Aufgabe a: Für welchen Ort entscheidet sich die erzählende Person im Text über die Rheinwiesen an diesem Tag?

Text:

+ + + + +

Rheinwiesen letzte Äpfel und bitterer Rauch

Es gibt Empfehlungen, da kann ich kaum widerstehen. Da sind Namen die Verlockung. Entweder die der Musikalartisten oder die Namen der Hinweisgeber. In diesem Falle traf beides, aber leider am Ziel vorbei. Deshalb gibts jetzt richtige Musik:
Aziz Sahmaoui & University of Gnawa – University of Gnawa (Marokko / Senegal 2011)…

Ich warte auf Besuch und habe noch eine, zwei Stunden Zeit. Das Licht draussen ist am mittleren Nachmittag so magisch wie das ganze südliche Bembelland. Es fällt mir jedesmal schwer, mich spontan für den besten Ort zu entscheiden. Irgendwie sind fast alle Orte die besten. Zur Lichtbildnerei. Das Zögern kostet wertvolle Minuten und vor allem gutes Licht.
Ich entscheide mich heute für die Rheinwiesen. Zwischen einem Altrheinarm und Schwarzbach. Streuobstwiesen mit einigen wenigen vergessenen Paradiesfrüchten. Äpfel. Rotleuchtend hängen einige vergessene im kahlen Geäst. Das Licht reicht für das analoge Geraffel und schwarz-weiss Filme nicht mehr aus.
Eine Krähe missversteht meinen Zuruf und fliegt zu früh aus dem Acker auf. In der Dämmerung die letzte Farbglut in einem Gebüsch. Rauch. Hier riechts irgendwo nach Rauch. In der Nische der Hecke sitzt eine Frau. Ich mache, als sähe ich sie nicht. Vielleicht geniesst sie den herben Geruch des Rauchs. Das Baumskelett greift mit Gierarmen nach dem einzel stehenden Apfelbaum.
Ein kleiner Junge zündelt. Ich blicke zurück. Die Bank ist verlassen, die Frau nicht mehr zu sehen. Der Kleine bläst in die feuchten Blätter. Flämmchen züngeln auf.
Der Vater des Jungen beginnt das Gespräch. Dies und das. Erinnerungen an Orte, die wir beide kennen. Vergangene Zeiten. Ich habe kalte Füsse. Wenn nichts mehr geht, geht zumindest noch ein Gespräch. Das Licht ist weg. Mir ist unangenehm kalt. Es wird Zeit zu gehen. Ich liebe diese Rheinwiesen. Die Stimmungen zu verschiedenen Tageszeiten. Jahreszeiten. Warum dauert es so viele Jahre, dies alles schätzen zu lernen? Ich packe mein Geraffel zusammen und mache mich auf den Rückweg. Ich lasse die Gedanken kommen und gehen.

+ + + + +

Aufgabe b: Gib den Abschnitt der Einträge erneut aus, der mit der Zeile mit "TARGET = stainless steel refrigerator" beginnt und mit der Zeile mit "[(227, 201)]" endet. Tausche darin "throw pillow" gegen "cushion" und lass alles andere unverändert.

Einträge aus einer Datenquelle:
+ + + + +

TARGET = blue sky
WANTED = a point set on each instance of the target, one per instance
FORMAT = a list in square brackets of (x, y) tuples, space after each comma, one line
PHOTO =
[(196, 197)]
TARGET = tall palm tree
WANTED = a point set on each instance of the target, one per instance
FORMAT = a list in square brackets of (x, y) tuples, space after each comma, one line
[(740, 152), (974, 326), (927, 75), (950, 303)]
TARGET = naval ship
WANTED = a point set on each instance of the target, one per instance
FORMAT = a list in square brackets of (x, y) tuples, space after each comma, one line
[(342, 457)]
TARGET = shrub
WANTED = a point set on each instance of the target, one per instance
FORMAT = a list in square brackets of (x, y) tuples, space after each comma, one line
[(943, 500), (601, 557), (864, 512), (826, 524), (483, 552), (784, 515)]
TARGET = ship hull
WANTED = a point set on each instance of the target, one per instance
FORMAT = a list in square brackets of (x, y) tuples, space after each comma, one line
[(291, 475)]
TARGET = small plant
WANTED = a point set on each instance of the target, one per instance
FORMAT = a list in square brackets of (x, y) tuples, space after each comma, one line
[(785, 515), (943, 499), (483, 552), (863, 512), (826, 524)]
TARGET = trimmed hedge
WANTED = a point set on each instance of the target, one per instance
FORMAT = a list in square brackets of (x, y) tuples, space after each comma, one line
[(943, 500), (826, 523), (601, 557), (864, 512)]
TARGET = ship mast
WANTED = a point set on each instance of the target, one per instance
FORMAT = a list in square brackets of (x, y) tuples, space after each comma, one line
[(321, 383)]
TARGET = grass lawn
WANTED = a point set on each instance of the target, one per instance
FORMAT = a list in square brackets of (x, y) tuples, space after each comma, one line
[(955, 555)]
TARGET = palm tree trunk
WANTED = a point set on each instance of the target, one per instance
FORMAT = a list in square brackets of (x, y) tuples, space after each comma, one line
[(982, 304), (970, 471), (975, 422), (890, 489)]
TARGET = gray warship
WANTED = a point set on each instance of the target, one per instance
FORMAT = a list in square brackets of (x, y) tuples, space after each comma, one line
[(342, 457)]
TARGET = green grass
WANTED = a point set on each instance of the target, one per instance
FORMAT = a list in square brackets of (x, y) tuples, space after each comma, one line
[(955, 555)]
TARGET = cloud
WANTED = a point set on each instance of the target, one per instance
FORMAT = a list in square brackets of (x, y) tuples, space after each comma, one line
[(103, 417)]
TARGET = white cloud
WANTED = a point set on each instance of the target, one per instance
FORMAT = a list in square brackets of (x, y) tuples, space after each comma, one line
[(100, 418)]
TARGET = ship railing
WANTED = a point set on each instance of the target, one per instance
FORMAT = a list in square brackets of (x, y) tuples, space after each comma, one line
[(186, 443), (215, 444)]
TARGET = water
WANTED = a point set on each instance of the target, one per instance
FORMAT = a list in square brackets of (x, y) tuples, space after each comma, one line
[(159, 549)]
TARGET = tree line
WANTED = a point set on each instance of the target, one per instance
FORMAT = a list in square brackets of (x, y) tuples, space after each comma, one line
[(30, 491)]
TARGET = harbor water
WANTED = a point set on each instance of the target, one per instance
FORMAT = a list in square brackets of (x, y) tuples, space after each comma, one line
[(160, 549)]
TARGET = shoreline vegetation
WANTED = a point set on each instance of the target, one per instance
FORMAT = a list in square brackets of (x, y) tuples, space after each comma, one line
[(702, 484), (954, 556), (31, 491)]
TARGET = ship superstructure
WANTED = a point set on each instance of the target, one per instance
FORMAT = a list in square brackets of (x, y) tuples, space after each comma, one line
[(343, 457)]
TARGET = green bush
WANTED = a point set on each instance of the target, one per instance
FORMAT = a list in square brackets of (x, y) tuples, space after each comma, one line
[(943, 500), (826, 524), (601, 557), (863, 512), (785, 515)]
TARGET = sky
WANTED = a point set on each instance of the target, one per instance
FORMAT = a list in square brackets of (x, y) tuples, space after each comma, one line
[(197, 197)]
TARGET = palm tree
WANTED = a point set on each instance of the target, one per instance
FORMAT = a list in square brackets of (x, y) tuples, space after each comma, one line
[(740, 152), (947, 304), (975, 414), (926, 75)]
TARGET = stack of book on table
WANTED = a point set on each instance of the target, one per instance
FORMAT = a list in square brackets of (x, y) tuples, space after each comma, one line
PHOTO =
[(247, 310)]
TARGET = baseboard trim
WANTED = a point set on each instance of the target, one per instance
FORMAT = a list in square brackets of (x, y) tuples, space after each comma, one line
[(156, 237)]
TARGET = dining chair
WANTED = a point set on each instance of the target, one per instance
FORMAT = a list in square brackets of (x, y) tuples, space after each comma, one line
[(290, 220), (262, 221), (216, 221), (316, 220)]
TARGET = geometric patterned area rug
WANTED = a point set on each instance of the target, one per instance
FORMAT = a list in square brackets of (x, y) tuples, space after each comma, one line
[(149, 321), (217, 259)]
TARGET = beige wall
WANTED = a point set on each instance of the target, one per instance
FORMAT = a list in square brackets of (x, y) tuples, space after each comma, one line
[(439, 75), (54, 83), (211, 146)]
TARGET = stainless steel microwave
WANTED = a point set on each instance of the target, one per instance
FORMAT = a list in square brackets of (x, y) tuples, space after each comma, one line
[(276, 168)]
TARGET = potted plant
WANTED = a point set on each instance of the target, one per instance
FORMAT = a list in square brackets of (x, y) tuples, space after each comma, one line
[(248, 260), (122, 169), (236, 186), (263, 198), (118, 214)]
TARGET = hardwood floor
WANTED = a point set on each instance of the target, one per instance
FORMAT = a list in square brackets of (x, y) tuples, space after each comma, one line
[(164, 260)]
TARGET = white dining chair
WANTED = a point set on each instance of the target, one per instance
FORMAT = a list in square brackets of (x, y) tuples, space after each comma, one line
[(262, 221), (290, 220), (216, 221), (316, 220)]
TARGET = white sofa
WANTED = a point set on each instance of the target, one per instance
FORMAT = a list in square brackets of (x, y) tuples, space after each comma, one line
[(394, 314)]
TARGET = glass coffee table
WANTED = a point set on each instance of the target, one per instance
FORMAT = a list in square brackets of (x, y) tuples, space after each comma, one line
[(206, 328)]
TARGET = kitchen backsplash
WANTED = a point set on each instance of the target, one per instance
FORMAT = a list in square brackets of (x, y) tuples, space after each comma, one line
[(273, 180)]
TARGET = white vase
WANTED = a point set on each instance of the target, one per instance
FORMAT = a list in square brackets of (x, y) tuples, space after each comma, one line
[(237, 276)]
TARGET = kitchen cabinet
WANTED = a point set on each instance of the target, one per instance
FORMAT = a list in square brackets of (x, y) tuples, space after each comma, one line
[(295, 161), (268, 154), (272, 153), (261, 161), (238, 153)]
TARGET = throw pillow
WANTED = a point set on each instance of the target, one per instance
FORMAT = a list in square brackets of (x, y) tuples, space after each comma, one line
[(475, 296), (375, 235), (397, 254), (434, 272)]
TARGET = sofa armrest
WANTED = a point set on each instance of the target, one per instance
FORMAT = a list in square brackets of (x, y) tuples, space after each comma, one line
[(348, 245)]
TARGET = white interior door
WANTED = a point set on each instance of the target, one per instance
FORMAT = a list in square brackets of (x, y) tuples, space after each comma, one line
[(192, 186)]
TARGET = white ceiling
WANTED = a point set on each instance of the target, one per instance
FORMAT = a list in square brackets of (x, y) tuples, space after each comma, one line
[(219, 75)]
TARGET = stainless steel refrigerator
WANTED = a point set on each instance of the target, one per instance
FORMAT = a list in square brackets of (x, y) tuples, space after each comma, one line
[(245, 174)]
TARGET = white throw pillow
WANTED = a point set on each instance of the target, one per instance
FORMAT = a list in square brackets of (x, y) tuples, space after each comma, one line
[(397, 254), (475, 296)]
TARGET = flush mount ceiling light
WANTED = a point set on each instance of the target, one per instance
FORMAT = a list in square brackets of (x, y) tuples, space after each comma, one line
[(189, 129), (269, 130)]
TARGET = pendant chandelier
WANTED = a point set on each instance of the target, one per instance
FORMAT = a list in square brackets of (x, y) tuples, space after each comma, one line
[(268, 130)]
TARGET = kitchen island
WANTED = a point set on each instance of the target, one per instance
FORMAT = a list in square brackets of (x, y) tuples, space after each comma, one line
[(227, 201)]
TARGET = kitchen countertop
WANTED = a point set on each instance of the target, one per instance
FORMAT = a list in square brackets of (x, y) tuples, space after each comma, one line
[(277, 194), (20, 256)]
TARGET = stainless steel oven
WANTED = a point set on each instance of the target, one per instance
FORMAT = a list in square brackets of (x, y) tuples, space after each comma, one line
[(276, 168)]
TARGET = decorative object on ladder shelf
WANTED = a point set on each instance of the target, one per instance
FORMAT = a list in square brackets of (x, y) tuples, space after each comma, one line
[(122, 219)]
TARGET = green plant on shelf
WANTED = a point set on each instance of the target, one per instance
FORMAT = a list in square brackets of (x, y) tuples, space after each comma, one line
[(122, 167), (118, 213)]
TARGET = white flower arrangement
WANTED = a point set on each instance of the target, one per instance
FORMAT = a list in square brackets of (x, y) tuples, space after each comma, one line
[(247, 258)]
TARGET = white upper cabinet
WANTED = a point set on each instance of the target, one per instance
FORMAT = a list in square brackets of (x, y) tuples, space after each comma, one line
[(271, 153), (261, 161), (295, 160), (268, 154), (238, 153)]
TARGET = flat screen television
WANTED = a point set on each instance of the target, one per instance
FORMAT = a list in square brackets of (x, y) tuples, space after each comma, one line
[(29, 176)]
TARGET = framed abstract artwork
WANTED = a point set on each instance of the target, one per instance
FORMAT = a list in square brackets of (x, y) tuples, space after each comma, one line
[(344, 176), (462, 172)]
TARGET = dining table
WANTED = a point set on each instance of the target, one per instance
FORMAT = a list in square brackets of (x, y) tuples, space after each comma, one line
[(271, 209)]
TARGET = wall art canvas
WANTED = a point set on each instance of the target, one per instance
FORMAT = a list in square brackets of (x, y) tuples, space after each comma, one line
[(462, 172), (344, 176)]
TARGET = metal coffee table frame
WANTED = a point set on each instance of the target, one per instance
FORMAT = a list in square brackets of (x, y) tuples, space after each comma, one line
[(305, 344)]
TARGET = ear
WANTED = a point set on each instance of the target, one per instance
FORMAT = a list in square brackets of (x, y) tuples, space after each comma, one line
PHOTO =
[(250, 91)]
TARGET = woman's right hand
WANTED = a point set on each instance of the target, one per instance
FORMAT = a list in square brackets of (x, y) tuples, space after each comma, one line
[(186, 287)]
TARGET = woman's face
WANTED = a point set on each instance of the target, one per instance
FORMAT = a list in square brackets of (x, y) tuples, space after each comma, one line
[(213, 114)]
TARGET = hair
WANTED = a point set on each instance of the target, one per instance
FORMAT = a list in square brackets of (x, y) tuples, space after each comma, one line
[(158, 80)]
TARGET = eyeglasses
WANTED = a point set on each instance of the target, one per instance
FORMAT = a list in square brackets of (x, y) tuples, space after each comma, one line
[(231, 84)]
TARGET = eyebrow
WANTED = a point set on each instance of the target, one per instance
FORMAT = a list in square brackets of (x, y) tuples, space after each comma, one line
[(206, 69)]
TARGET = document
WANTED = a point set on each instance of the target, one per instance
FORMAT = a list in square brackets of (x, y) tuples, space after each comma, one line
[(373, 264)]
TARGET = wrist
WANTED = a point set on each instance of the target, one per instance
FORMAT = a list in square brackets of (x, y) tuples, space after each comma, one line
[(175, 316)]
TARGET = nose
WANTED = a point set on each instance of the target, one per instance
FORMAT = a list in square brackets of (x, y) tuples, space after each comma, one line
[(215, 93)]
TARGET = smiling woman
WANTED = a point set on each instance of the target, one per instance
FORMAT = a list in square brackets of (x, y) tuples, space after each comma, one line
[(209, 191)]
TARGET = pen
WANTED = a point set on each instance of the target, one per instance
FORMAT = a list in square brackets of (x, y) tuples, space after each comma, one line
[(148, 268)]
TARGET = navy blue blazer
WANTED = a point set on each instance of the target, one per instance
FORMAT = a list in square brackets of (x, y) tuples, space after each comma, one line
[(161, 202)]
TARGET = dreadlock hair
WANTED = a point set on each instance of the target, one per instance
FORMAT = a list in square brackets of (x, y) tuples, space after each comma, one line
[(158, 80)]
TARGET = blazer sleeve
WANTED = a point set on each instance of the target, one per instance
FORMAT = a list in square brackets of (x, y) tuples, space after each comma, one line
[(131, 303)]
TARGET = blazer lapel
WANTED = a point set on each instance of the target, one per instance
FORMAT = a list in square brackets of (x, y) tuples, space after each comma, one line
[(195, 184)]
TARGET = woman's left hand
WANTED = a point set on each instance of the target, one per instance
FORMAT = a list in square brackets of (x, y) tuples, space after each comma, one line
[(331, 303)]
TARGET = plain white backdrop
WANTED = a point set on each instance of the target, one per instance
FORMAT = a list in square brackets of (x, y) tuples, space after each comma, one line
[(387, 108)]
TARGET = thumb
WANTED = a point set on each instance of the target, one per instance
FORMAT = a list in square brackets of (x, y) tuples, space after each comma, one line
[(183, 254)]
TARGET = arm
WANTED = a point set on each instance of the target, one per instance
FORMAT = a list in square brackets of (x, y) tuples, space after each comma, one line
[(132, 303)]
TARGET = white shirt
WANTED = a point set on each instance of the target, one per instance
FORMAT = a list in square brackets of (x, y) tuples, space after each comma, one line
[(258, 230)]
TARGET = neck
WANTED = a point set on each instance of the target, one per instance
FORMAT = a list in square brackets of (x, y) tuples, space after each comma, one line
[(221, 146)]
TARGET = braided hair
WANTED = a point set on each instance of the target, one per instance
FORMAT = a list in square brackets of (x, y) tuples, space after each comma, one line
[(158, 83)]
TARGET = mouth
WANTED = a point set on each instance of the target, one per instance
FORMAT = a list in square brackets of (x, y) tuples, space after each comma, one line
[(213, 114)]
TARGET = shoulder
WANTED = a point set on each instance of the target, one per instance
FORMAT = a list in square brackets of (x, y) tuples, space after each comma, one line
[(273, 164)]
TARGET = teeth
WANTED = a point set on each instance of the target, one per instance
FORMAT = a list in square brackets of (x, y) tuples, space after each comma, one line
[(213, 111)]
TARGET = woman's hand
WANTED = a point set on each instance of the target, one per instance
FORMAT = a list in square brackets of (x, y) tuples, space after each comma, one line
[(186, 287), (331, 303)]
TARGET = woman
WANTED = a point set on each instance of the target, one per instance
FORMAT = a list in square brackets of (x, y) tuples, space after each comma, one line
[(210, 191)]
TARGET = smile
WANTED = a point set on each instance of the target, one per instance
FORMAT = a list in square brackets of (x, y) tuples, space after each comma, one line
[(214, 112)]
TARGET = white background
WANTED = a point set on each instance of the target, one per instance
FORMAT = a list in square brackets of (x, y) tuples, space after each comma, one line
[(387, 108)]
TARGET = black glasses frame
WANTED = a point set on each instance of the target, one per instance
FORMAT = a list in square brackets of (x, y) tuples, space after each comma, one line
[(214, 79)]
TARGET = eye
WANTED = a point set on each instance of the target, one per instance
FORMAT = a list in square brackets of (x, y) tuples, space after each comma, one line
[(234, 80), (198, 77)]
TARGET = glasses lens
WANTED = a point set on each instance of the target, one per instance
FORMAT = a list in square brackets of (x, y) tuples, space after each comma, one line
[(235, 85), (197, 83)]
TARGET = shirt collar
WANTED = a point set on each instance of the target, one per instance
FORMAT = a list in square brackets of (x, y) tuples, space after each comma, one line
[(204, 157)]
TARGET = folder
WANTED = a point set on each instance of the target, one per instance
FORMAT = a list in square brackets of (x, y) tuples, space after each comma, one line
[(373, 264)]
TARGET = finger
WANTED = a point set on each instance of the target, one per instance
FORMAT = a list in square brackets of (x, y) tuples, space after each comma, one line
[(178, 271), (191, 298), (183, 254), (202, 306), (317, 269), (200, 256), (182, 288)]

+ + + + +

Richtige Antwort a: Für die Rheinwiesen zwischen einem Altrheinarm und Schwarzbach.

Richtige Antwort b:
TARGET = stainless steel refrigerator
WANTED = a point set on each instance of the target, one per instance
FORMAT = a list in square brackets of (x, y) tuples, space after each comma, one line
[(245, 174)]
TARGET = white cushion
WANTED = a point set on each instance of the target, one per instance
FORMAT = a list in square brackets of (x, y) tuples, space after each comma, one line
[(397, 254), (475, 296)]
TARGET = flush mount ceiling light
WANTED = a point set on each instance of the target, one per instance
FORMAT = a list in square brackets of (x, y) tuples, space after each comma, one line
[(189, 129), (269, 130)]
TARGET = pendant chandelier
WANTED = a point set on each instance of the target, one per instance
FORMAT = a list in square brackets of (x, y) tuples, space after each comma, one line
[(268, 130)]
TARGET = kitchen island
WANTED = a point set on each instance of the target, one per instance
FORMAT = a list in square brackets of (x, y) tuples, space after each comma, one line
[(227, 201)]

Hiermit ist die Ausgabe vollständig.